→ **EXCERPTED PASSAGE**:
Fig. 8. The overall architecture of BurstZ+. Data is stored compressed until it is used by the computation engine.
Thanks to the low on-chip resource overhead of our compression/decompression accelerators, we can afford to deploy many compressor/decompressor accelerators depending on both the bandwidth requirements as well as the data access characteristics of the kernel. For example, if a particular computation engine naturally has an access pattern of multiple input streams and multiple output streams, BurstZ+ can deploy multiple compressors and decompressors corresponding to each input and output stream, instead of the computation engine having to include logic to multiplex a single input/output stream. Similarly, if the computation engine internally has multiple pipelines for parallel performance, each pipeline can have a pair (or more) compressor and decompressor accelerators assigned to it.
5.1 Memory Arbiter
One important module in the BurstZ+ platform is the memory arbiter, which provides convenient shared access to the on-board DRAM while assuring high performance. As multiple entities access memory, including multiple compressor and decompressor pipelines as well as the host software via PCIe, some arbitration of memory resources is absolutely required in the platform for ease of development.
The issue is aggravated by the fact that the on-board DRAM performance is affected heavily by the access pattern. Due to memory device characteristics such as row buffers and burst lengths, memory access is typically much faster for sequential accesses compared to random access. On our prototype hardware platform, we measured an order of magnitude performance difference between 64-byte accesses (minimum burst length) and 8 KB accesses (row buffer size). This is the case not only for accelerator memory but for general server memory as well, and many high-performance software systems try their best to optimize their memory accesses to the underlying architecture. Intelligent arbitration is important because when multiple entities are accessing memory at the same time, the access requests arriving at the memory may be very random even if each entity’s access pattern is sequential.
To achieve high performance, our memory arbiter exposes a burst interface, where each endpoint must first send a burst request before reading or writing data. The scheduler inside the memory arbiter performs memory access in burst units, so that high performance can be achieved as long as burst sizes are relatively large. The internal architecture of the memory arbiter can be seen in Figure 9.

→ **DATA SHOWN**:
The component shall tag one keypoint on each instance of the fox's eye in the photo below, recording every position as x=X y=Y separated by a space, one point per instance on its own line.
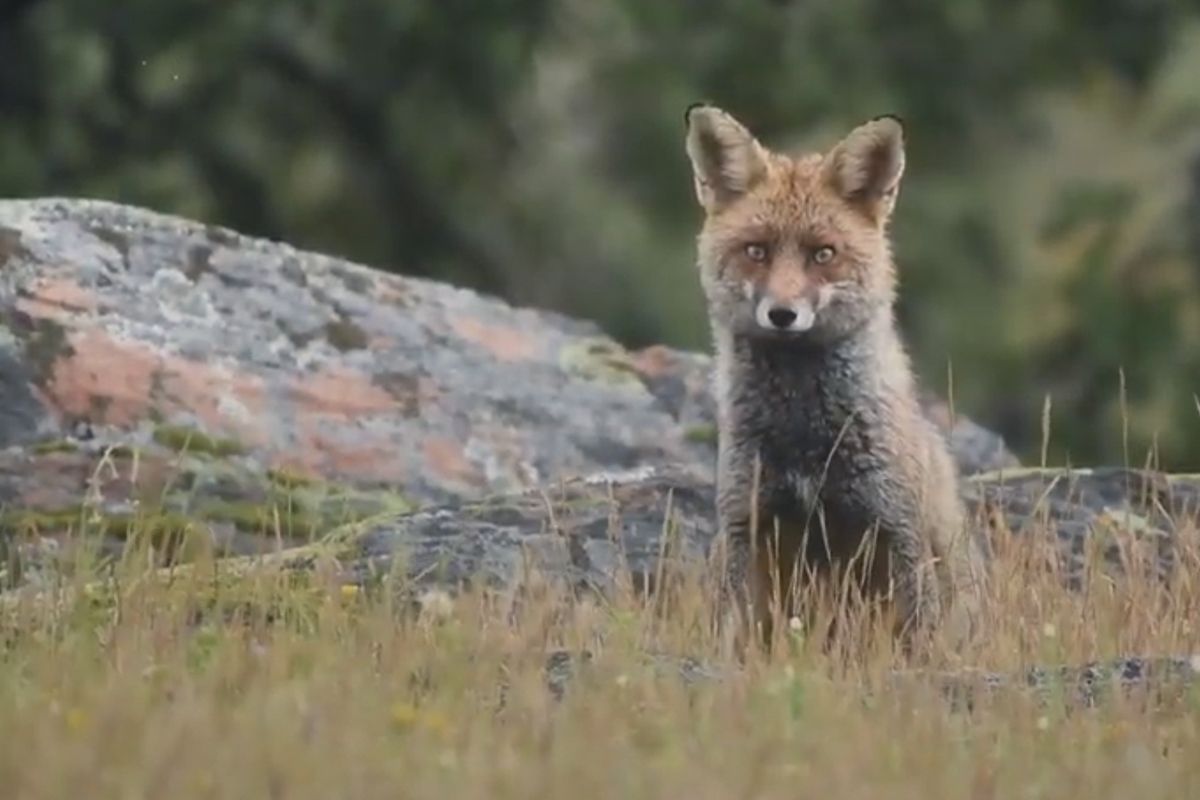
x=756 y=252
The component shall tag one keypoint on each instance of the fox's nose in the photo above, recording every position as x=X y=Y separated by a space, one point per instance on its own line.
x=784 y=317
x=781 y=317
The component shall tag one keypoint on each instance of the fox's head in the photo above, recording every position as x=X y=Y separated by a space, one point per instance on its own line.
x=795 y=247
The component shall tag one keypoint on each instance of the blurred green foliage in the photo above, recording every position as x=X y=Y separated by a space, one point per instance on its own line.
x=1048 y=232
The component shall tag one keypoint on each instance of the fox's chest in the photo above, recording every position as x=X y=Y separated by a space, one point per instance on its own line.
x=816 y=487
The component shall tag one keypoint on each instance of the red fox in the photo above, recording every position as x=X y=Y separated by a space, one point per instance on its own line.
x=826 y=461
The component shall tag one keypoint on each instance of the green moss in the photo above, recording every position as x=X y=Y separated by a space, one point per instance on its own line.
x=600 y=360
x=25 y=521
x=289 y=479
x=53 y=446
x=705 y=434
x=180 y=438
x=345 y=335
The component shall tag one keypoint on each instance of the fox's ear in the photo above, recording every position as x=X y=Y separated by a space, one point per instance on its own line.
x=726 y=160
x=867 y=166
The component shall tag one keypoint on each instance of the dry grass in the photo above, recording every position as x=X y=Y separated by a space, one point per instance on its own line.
x=268 y=686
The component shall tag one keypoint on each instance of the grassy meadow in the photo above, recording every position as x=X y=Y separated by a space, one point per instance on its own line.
x=215 y=680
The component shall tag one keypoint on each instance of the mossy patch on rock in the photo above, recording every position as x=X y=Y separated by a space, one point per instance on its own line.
x=345 y=335
x=600 y=360
x=184 y=439
x=53 y=446
x=703 y=434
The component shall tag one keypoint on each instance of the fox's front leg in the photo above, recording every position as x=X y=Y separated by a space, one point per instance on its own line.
x=916 y=588
x=745 y=590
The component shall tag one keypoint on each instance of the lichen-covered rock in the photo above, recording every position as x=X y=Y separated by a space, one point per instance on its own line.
x=594 y=531
x=127 y=324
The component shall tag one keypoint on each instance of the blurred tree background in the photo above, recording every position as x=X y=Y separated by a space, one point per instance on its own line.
x=1048 y=234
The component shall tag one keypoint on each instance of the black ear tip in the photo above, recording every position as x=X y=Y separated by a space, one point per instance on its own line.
x=693 y=107
x=894 y=118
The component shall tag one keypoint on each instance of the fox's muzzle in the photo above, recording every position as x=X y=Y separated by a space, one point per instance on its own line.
x=792 y=317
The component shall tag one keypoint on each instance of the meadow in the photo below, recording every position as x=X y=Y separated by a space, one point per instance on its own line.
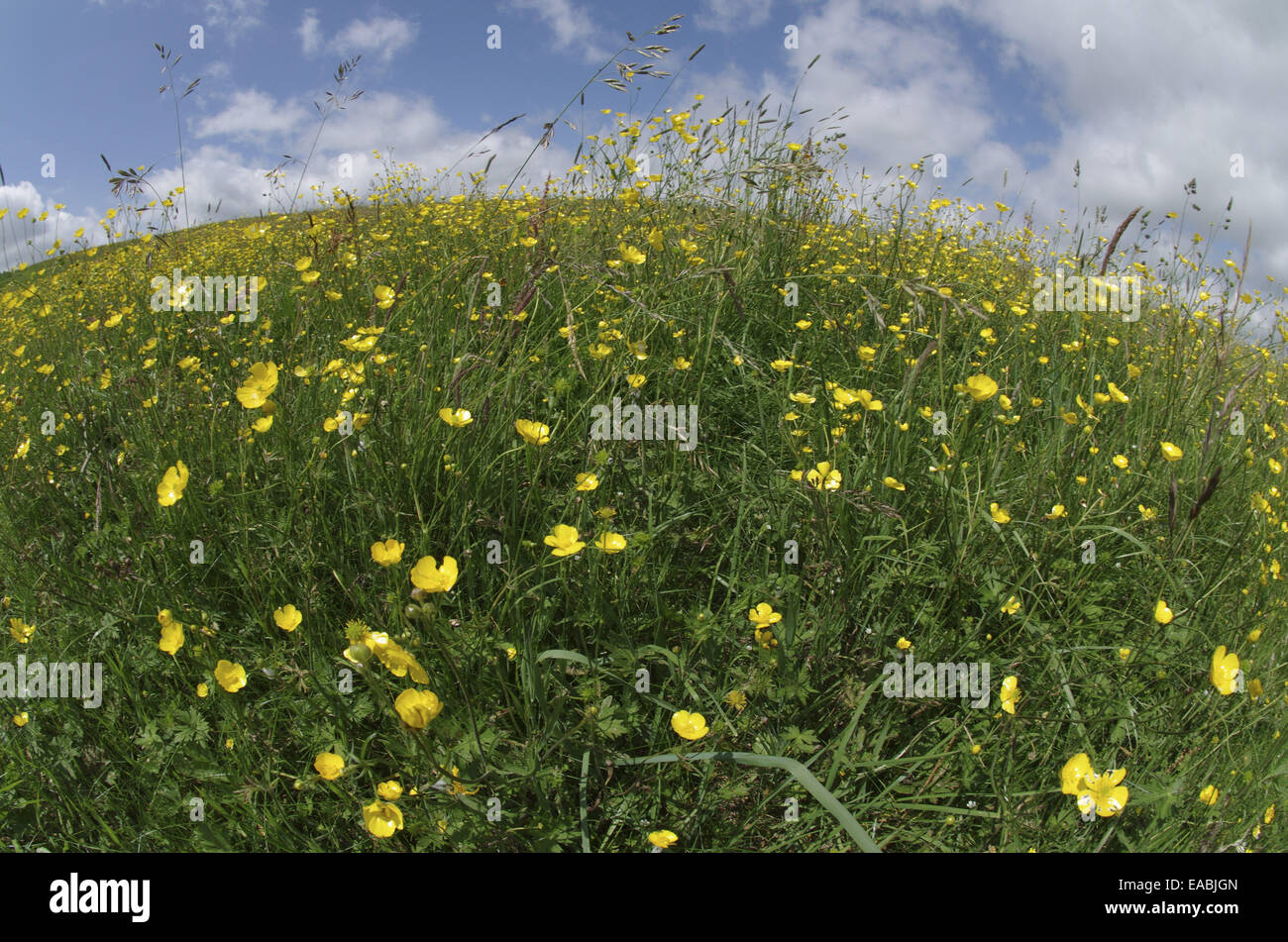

→ **THE TASK**: Retype the BurstZ+ passage word for word, between "The issue is" and "pattern is sequential.", inclusive. Nothing in the listing matters here.

→ **THE RESPONSE**:
The issue is aggravated by the fact that the on-board DRAM performance is affected heavily by the access pattern. Due to memory device characteristics such as row buffers and burst lengths, memory access is typically much faster for sequential accesses compared to random access. On our prototype hardware platform, we measured an order of magnitude performance difference between 64-byte accesses (minimum burst length) and 8 KB accesses (row buffer size). This is the case not only for accelerator memory but for general server memory as well, and many high-performance software systems try their best to optimize their memory accesses to the underlying architecture. Intelligent arbitration is important because when multiple entities are accessing memory at the same time, the access requests arriving at the memory may be very random even if each entity’s access pattern is sequential.